> _WHAT IS ASKED_: Write out word for word the lines of the records starting at the line that contains "Where can you spot the flower" and ending at the line that contains "column 238, row 237", both included.

> _RECORDS FOR PROCESSING_:
───
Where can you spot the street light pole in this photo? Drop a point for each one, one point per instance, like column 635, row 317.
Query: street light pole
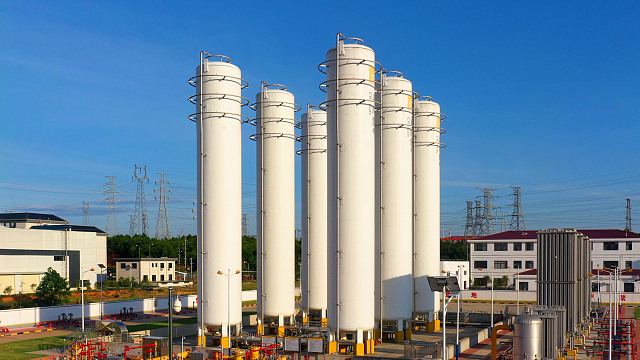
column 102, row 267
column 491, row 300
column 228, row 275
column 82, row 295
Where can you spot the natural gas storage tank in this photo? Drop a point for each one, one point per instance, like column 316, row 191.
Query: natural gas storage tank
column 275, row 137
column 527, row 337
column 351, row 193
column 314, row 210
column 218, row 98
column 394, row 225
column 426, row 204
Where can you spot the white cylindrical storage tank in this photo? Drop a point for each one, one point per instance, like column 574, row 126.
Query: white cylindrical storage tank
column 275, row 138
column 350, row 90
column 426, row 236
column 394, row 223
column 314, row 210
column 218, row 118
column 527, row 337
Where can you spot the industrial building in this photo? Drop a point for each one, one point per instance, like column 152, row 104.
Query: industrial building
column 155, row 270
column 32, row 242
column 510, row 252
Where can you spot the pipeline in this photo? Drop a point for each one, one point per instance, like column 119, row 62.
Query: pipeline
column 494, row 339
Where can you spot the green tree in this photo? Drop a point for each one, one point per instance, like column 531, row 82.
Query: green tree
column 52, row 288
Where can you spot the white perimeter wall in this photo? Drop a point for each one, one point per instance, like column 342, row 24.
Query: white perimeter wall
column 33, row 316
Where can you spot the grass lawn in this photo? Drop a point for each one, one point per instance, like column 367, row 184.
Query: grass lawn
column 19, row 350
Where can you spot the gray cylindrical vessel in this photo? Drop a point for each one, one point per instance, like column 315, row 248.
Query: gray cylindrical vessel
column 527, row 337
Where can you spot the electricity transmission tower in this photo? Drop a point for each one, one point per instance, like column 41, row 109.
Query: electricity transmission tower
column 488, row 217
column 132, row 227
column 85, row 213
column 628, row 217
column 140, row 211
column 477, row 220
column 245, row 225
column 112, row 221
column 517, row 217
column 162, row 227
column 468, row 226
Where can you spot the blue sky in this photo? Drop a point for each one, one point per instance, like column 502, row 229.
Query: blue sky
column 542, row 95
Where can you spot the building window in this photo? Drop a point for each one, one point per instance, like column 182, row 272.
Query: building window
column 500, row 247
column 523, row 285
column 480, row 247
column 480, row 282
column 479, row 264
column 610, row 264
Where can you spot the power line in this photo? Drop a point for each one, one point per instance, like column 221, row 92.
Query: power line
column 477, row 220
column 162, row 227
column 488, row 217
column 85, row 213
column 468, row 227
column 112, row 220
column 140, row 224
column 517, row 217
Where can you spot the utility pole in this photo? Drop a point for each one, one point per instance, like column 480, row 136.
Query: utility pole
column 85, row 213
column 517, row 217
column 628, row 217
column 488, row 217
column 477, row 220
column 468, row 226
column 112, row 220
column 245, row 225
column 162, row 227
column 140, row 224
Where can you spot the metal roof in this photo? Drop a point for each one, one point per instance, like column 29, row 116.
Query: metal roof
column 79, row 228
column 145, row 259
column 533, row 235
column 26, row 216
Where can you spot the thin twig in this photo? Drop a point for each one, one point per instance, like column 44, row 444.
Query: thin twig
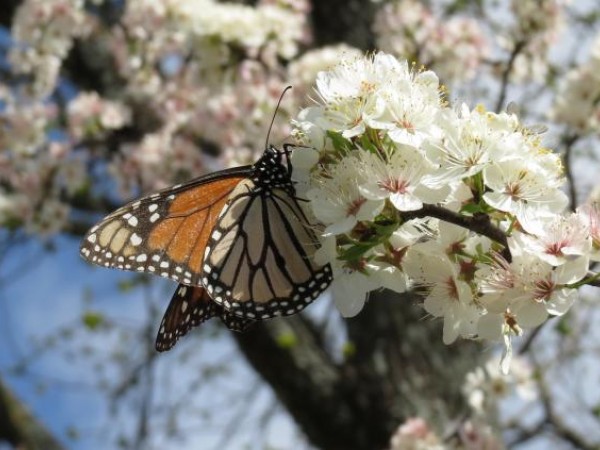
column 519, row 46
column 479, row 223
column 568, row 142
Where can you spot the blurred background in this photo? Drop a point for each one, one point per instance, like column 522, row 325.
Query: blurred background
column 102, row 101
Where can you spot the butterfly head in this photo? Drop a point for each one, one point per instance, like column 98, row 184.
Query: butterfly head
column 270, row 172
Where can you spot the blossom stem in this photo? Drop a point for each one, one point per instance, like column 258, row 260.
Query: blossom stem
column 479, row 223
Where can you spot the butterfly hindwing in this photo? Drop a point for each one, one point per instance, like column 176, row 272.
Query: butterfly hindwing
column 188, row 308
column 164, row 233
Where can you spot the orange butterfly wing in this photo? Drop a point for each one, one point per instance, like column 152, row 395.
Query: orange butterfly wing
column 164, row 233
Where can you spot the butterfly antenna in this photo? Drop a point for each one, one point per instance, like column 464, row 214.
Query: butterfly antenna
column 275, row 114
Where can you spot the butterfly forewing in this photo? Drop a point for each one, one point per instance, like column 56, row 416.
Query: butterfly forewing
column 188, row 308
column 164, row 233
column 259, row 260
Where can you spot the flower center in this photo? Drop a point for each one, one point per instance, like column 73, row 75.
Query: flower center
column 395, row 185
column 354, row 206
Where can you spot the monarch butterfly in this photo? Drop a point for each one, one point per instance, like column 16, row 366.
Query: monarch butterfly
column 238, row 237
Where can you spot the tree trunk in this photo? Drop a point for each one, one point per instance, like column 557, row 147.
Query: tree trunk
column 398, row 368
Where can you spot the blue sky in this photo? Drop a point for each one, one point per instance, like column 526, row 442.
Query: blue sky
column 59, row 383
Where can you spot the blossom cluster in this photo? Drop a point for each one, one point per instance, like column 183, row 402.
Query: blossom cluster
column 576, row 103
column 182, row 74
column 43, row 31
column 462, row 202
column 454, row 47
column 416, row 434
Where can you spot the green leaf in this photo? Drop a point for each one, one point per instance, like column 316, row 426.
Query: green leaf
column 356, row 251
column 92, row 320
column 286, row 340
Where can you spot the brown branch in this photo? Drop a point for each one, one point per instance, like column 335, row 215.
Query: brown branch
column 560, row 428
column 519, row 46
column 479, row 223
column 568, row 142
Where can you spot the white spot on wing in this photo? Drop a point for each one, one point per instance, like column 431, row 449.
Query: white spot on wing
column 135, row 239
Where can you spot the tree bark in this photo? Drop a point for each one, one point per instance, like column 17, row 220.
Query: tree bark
───
> _TASK RESPONSE_:
Where can you spot the flower center in this photo? Drop a point for each one, one point per instance, like column 73, row 75.
Query: flower center
column 395, row 185
column 354, row 206
Where can you spot the monarch butterfly in this photo? Drop a point for each one, one point per instance, like column 16, row 366.
Query: monarch butterfly
column 238, row 237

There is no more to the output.